Records shown section start

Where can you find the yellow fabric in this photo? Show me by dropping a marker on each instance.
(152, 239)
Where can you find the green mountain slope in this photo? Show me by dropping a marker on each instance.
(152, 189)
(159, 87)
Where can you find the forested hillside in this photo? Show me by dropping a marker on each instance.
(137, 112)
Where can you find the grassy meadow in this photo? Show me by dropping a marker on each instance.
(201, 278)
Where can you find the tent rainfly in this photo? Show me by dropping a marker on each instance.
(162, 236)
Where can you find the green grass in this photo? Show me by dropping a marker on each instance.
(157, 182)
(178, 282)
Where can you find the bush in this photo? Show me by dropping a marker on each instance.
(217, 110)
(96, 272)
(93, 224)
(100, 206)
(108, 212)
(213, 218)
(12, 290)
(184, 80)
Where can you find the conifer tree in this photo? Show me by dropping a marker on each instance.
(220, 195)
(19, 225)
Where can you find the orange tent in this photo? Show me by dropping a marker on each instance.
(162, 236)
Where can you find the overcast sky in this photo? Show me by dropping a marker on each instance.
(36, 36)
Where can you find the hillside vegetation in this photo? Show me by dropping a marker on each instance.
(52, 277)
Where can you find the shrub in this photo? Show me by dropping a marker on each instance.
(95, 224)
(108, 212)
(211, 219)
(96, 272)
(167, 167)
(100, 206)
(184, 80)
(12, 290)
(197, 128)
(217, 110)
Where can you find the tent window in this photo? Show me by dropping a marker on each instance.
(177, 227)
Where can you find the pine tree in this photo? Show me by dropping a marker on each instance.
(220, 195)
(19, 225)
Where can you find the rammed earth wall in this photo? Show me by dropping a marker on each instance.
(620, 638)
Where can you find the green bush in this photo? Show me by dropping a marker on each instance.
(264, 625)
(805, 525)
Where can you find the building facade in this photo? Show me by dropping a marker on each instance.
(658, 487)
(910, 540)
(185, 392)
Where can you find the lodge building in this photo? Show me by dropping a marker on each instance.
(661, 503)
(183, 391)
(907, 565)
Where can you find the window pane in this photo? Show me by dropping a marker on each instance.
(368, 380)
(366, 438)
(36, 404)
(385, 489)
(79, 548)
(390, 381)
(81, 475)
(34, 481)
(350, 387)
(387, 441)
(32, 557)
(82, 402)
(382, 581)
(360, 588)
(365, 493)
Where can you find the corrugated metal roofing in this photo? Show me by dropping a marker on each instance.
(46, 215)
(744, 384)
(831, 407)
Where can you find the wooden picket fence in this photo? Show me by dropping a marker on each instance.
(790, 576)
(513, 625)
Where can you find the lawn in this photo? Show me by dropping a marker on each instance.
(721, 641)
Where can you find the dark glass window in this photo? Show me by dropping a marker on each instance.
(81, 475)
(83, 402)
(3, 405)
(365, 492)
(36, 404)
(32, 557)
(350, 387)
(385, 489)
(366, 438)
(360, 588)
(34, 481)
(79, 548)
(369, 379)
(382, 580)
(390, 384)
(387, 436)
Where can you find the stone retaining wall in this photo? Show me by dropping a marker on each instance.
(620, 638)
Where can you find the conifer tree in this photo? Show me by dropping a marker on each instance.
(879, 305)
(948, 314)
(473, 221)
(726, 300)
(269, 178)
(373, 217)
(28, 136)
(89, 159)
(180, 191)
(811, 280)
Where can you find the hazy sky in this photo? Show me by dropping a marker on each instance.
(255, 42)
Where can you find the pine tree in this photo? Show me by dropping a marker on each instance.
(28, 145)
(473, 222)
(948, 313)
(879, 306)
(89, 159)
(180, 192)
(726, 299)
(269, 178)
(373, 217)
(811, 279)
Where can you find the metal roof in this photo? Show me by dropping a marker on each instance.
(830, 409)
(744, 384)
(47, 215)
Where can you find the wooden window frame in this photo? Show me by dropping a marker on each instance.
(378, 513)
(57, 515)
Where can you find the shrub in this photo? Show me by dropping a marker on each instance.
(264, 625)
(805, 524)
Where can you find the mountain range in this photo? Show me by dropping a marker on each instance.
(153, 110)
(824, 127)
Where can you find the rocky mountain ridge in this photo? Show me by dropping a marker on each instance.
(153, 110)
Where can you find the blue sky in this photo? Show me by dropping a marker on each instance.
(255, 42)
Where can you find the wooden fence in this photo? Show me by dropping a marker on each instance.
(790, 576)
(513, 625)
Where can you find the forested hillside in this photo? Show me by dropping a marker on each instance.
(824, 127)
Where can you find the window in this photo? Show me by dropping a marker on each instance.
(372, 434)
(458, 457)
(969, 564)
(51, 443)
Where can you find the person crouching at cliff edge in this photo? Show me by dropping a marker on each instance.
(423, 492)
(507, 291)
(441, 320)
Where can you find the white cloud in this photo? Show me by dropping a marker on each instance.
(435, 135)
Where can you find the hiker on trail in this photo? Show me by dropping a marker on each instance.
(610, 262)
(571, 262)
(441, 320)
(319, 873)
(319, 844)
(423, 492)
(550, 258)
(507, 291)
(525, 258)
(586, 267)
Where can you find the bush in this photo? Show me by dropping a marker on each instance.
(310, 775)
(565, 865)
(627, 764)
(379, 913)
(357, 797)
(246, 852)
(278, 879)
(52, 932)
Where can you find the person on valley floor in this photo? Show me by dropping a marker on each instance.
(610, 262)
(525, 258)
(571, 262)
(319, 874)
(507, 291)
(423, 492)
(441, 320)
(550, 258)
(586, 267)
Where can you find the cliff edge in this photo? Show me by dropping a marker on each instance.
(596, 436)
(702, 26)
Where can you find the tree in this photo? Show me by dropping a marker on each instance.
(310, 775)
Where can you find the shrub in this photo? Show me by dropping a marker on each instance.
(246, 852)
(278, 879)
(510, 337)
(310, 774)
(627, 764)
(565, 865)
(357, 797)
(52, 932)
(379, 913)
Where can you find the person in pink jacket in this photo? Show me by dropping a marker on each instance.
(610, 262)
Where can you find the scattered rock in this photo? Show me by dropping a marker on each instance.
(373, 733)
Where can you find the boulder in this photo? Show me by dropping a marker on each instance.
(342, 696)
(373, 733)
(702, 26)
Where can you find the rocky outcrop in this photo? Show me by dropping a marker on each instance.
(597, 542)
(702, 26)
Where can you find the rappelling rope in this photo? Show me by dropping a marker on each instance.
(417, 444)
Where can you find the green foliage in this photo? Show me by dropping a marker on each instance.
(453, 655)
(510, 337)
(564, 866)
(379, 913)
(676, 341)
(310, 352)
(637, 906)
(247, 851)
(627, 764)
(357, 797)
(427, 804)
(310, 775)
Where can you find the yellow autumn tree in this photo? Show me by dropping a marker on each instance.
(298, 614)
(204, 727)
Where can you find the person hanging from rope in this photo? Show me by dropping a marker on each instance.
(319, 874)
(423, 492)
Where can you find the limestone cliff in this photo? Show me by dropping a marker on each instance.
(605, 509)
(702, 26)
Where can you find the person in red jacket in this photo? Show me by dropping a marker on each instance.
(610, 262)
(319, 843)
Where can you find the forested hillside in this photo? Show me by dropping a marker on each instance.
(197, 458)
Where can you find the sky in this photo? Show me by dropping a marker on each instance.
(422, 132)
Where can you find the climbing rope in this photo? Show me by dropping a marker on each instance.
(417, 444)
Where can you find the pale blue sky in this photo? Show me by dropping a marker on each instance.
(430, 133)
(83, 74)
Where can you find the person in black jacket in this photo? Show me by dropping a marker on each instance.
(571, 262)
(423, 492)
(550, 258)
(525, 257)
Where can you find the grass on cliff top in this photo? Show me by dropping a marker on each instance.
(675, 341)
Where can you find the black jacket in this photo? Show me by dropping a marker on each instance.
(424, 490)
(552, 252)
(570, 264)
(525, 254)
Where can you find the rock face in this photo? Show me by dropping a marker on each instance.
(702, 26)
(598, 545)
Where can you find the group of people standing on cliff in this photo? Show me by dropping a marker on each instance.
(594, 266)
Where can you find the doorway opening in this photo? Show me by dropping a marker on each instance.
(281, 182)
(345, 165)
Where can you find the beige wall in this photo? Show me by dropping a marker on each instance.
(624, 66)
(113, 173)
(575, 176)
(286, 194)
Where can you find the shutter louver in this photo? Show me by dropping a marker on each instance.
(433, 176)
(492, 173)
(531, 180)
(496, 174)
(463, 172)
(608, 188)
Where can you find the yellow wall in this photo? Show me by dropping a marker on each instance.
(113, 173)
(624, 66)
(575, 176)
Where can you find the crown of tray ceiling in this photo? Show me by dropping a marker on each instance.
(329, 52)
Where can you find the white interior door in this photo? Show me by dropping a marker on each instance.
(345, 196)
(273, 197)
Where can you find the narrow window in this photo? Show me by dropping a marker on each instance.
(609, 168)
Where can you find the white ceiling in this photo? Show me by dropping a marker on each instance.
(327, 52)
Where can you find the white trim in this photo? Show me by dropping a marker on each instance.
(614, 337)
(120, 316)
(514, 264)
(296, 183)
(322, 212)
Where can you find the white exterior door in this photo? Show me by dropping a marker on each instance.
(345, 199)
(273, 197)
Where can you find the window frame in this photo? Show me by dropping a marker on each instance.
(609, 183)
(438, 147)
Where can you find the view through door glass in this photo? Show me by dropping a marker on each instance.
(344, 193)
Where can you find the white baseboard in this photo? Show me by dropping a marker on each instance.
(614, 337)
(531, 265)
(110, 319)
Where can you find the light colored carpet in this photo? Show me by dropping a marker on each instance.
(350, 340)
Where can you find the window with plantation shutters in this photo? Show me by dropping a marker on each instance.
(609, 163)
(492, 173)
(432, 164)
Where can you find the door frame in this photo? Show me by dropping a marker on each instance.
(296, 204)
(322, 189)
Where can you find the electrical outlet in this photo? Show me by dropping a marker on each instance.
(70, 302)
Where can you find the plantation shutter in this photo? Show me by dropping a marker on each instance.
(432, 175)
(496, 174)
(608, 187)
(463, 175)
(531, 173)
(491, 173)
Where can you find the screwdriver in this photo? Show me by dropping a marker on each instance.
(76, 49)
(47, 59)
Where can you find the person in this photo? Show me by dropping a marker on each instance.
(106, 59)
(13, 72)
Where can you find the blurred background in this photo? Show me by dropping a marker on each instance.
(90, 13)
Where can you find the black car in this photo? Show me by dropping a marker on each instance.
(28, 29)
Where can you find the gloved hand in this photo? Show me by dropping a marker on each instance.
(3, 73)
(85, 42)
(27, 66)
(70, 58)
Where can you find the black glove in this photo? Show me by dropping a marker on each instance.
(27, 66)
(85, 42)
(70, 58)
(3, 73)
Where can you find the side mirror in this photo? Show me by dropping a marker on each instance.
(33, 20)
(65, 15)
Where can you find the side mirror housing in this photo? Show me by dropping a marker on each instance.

Records shown section end

Copy, without any change, the lines from the one that contains "Where can you find the black car" to the final line of the entries above.

_Response for this exercise_.
Where can you find the black car in this photo? Show me by dropping a marker on each instance.
(28, 29)
Where can you find the gloved hand in this photo? Show me by dropping a marker on each instance.
(3, 73)
(85, 42)
(27, 66)
(70, 58)
Where can you find the black glove in this photo? Show me by dropping a marker on each instance.
(27, 66)
(85, 42)
(70, 58)
(3, 73)
Where can you find the side mirror in this photo? Show me by dropping a marker on each instance.
(33, 20)
(65, 15)
Where can you find the side mirror housing in this photo? Show me by dropping a marker on each instance.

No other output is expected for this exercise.